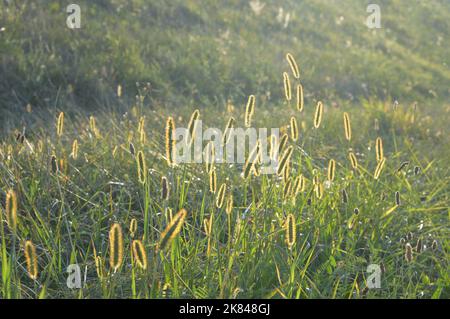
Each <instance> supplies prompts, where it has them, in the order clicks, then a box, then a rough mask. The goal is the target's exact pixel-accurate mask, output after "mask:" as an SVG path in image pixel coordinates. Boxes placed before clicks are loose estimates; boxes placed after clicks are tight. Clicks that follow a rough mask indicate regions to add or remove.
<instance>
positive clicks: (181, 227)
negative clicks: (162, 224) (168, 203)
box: [159, 208, 187, 250]
mask: <svg viewBox="0 0 450 319" xmlns="http://www.w3.org/2000/svg"><path fill="white" fill-rule="evenodd" d="M186 216H187V212H186V210H185V209H184V208H183V209H181V210H180V211H179V212H178V213H177V214H176V215H175V216H174V217H173V218H172V221H171V222H170V223H169V225H167V227H166V229H165V230H164V231H163V232H162V233H161V239H160V242H159V249H161V250H163V249H165V248H166V247H168V246H170V243H171V242H172V240H173V239H174V238H175V237H176V236H177V235H178V233H179V232H180V230H181V228H182V227H183V224H184V220H185V219H186Z"/></svg>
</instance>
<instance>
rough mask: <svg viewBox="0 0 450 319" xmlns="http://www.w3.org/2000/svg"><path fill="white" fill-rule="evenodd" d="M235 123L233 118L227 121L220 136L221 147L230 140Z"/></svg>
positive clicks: (226, 143) (225, 143) (230, 118)
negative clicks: (222, 131)
mask: <svg viewBox="0 0 450 319" xmlns="http://www.w3.org/2000/svg"><path fill="white" fill-rule="evenodd" d="M235 122H236V120H235V119H234V117H230V119H229V120H228V122H227V125H226V126H225V131H224V132H223V135H222V145H226V144H227V143H228V141H229V140H230V137H231V131H232V129H233V128H234V123H235Z"/></svg>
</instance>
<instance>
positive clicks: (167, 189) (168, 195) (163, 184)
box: [161, 176, 170, 200]
mask: <svg viewBox="0 0 450 319" xmlns="http://www.w3.org/2000/svg"><path fill="white" fill-rule="evenodd" d="M169 195H170V187H169V181H168V180H167V177H165V176H163V177H162V178H161V198H162V199H163V200H168V199H169Z"/></svg>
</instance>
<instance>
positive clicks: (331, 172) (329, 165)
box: [327, 159, 336, 182]
mask: <svg viewBox="0 0 450 319" xmlns="http://www.w3.org/2000/svg"><path fill="white" fill-rule="evenodd" d="M335 171H336V161H335V160H334V159H330V161H329V162H328V176H327V177H328V181H330V182H332V181H333V180H334V175H335Z"/></svg>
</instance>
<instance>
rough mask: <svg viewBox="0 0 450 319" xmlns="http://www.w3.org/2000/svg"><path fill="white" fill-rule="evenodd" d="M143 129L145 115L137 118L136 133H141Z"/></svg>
mask: <svg viewBox="0 0 450 319" xmlns="http://www.w3.org/2000/svg"><path fill="white" fill-rule="evenodd" d="M144 131H145V117H144V116H141V117H140V118H139V124H138V133H142V132H144Z"/></svg>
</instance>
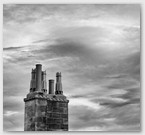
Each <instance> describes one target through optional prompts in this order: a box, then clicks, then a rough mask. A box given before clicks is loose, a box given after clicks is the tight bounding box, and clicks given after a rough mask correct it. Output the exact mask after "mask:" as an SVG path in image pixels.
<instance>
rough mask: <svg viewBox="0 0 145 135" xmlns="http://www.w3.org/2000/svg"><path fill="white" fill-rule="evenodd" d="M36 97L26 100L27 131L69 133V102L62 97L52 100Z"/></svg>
mask: <svg viewBox="0 0 145 135" xmlns="http://www.w3.org/2000/svg"><path fill="white" fill-rule="evenodd" d="M38 94H39V93H38ZM41 94H42V93H41ZM34 95H35V96H33V98H32V99H31V98H30V96H29V100H28V99H25V100H24V101H25V131H68V100H67V99H65V97H63V96H62V95H61V96H57V95H55V96H54V97H53V99H52V98H51V100H50V98H49V96H45V97H43V96H42V97H41V98H38V97H40V96H39V95H37V94H34ZM61 98H62V99H61ZM64 99H65V100H64Z"/></svg>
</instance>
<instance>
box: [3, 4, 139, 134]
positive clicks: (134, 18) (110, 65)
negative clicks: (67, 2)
mask: <svg viewBox="0 0 145 135" xmlns="http://www.w3.org/2000/svg"><path fill="white" fill-rule="evenodd" d="M3 11H4V12H3V47H4V51H3V62H4V66H3V75H4V76H3V78H4V80H3V82H4V115H3V116H4V130H7V131H20V130H21V131H23V130H24V102H23V98H25V96H26V94H28V92H29V88H30V78H31V69H32V68H34V67H35V64H37V63H41V64H42V66H43V70H46V71H47V79H55V73H56V72H62V83H63V91H64V94H65V95H66V96H67V97H68V99H69V100H70V102H69V130H70V131H130V130H131V131H133V130H140V5H111V4H110V5H99V4H98V5H72V4H71V5H34V4H33V5H24V4H22V5H4V6H3Z"/></svg>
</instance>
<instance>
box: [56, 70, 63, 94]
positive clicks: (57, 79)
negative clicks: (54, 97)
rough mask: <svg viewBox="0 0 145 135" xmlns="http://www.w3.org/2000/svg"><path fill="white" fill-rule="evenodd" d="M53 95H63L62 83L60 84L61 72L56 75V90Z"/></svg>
mask: <svg viewBox="0 0 145 135" xmlns="http://www.w3.org/2000/svg"><path fill="white" fill-rule="evenodd" d="M55 94H63V91H62V83H61V72H57V73H56V88H55Z"/></svg>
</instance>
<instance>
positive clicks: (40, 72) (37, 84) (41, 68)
mask: <svg viewBox="0 0 145 135" xmlns="http://www.w3.org/2000/svg"><path fill="white" fill-rule="evenodd" d="M41 78H42V65H41V64H37V65H36V91H41V89H42V84H41V83H42V81H41Z"/></svg>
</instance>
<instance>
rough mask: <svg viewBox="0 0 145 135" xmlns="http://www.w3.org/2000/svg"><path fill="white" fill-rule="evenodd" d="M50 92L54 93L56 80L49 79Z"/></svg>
mask: <svg viewBox="0 0 145 135" xmlns="http://www.w3.org/2000/svg"><path fill="white" fill-rule="evenodd" d="M49 94H54V80H49Z"/></svg>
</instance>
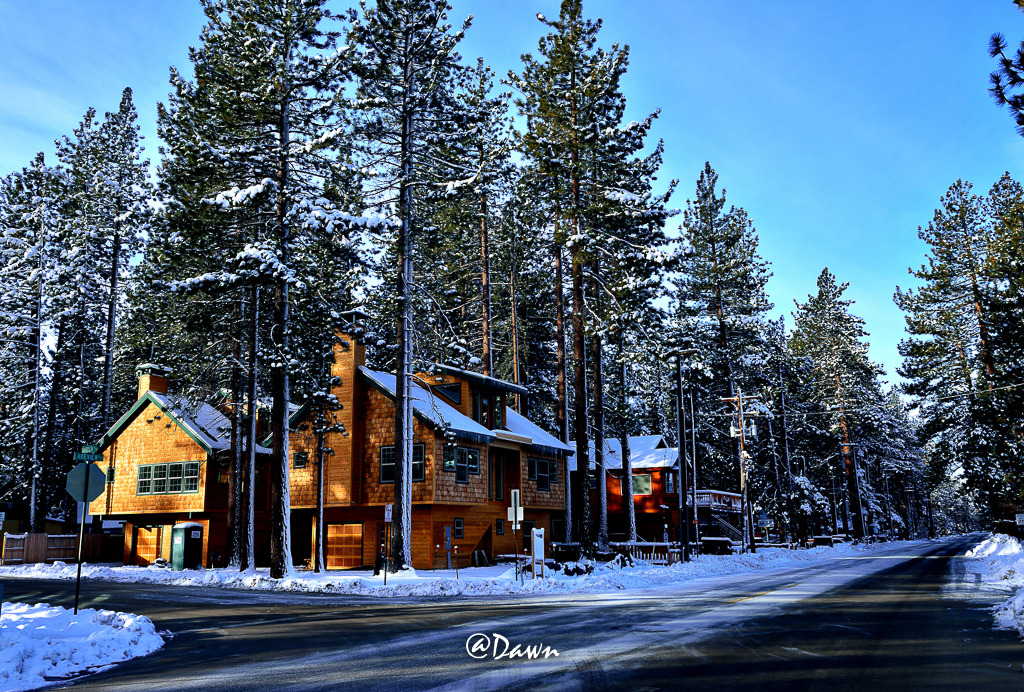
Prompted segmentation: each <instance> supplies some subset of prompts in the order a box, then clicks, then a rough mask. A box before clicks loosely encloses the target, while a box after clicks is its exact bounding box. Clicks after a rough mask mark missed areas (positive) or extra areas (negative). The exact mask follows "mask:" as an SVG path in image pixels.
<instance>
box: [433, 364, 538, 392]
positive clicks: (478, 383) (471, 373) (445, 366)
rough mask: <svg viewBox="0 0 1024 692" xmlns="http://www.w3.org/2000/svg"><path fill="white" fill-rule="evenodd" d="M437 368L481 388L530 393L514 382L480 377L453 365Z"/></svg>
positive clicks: (479, 374)
mask: <svg viewBox="0 0 1024 692" xmlns="http://www.w3.org/2000/svg"><path fill="white" fill-rule="evenodd" d="M437 367H439V369H440V371H441V372H442V373H444V374H445V375H451V376H453V377H457V378H461V379H463V380H468V381H469V382H471V383H472V384H475V385H477V386H479V387H488V388H490V389H495V390H498V391H500V392H509V393H512V394H527V393H528V390H527V389H526V388H525V387H523V386H521V385H517V384H515V383H514V382H509V381H508V380H499V379H498V378H493V377H487V376H486V375H480V374H479V373H471V372H470V371H468V370H461V369H459V367H453V366H452V365H438V366H437Z"/></svg>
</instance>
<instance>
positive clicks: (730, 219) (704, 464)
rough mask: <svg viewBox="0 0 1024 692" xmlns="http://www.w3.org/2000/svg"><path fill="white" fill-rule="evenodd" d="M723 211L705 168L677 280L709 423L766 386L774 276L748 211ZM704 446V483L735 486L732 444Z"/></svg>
mask: <svg viewBox="0 0 1024 692" xmlns="http://www.w3.org/2000/svg"><path fill="white" fill-rule="evenodd" d="M726 204H727V203H726V194H725V190H724V189H723V190H721V192H719V190H718V174H717V173H716V172H715V170H714V169H713V168H712V167H711V165H710V164H707V163H706V164H705V168H703V170H702V171H701V172H700V175H699V177H698V178H697V182H696V190H695V193H694V198H693V199H692V200H688V201H687V206H686V210H685V211H684V214H683V227H682V248H681V252H680V253H679V256H678V257H677V259H676V262H677V267H678V273H677V274H676V275H675V276H674V278H673V283H674V284H675V300H674V303H675V305H674V308H675V322H676V325H675V329H676V330H677V332H678V333H679V335H680V338H682V337H684V336H685V338H686V339H688V340H689V341H690V342H691V344H692V345H693V346H694V347H695V348H697V349H699V350H700V352H701V361H702V364H703V369H702V371H701V372H700V375H701V377H700V378H699V379H697V380H696V381H695V382H694V385H695V386H696V387H697V388H698V389H699V391H698V394H697V408H698V412H699V416H700V417H701V418H703V419H706V420H715V419H716V417H720V416H721V415H722V414H723V413H725V412H724V410H723V408H722V403H721V397H725V396H732V395H733V394H734V393H735V388H736V387H737V386H738V387H740V388H741V389H743V390H745V391H746V392H748V393H754V392H756V391H759V390H760V389H762V387H763V386H764V385H765V384H766V376H765V372H766V367H765V359H766V357H767V349H766V348H765V346H766V336H765V335H766V333H767V331H768V321H767V316H766V315H767V312H768V310H770V309H771V307H772V304H771V302H770V301H769V300H768V296H767V293H766V291H765V287H766V285H767V282H768V278H769V277H770V276H771V272H770V271H769V266H768V263H767V262H766V261H764V260H763V259H762V258H761V257H760V256H759V254H758V236H757V231H756V230H755V228H754V225H753V222H752V221H751V220H750V218H749V216H748V215H746V212H745V211H744V210H743V209H742V208H736V207H727V206H726ZM718 420H721V418H719V419H718ZM723 425H724V424H723ZM701 445H702V448H701V455H700V456H701V458H702V460H703V462H705V464H703V468H702V469H701V478H702V479H703V481H705V482H707V483H709V484H710V485H711V486H712V487H723V488H732V487H735V485H736V482H737V481H736V478H737V477H738V474H737V463H736V461H735V460H736V452H735V451H734V450H732V449H730V446H731V445H730V444H729V443H728V438H725V437H723V436H722V435H721V430H720V431H718V432H717V433H716V434H714V435H703V436H701Z"/></svg>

•••••

Task item:
Please show each line of the material above that contains the word "tight".

Solution to the problem:
Each <instance> supplies prompts, where it has them, in the order clicks, then a box, then a rough mask. The goal is the target's exact pixel-accurate mask, output after "mask:" as an SVG path in image pixel coordinates. Boxes placed before clicks are loose estimates; boxes placed after clicks are tight. Clicks that follow a rough mask indicate regions to add or remove.
Each <instance> describes one target through optional prompts in this order: a box, then clicks, then a rough mask. A box given before clicks is loose, a box given after clicks is the tight bounding box, and clicks given after a rough mask correct it. Output the exact mask after "mask:" as an SVG path in image pixels.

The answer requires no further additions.